_Try it_: Recast the material from the line containing "</instance>" through the final line as a Markdown table with a "No." column for row numbers and an "Entry" column for each line. Leave out any blank lines.

(Collected data)
────────

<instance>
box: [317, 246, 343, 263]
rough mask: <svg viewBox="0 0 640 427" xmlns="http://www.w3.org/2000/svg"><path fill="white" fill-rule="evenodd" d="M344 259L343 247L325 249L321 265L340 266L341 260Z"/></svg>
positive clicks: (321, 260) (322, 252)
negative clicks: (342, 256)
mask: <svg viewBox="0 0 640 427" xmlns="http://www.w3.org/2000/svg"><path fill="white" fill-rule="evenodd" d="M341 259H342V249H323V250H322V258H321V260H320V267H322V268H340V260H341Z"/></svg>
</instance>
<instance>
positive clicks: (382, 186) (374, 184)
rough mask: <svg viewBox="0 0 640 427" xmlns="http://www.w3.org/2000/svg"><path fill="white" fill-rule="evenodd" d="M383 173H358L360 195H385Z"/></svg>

────────

_Response below_:
| No. | Entry |
|---|---|
| 1 | </instance> |
| 2 | <instance> |
| 3 | positive clicks: (382, 186) (374, 184) |
| 4 | rough mask: <svg viewBox="0 0 640 427" xmlns="http://www.w3.org/2000/svg"><path fill="white" fill-rule="evenodd" d="M383 173H358L360 195H385Z"/></svg> |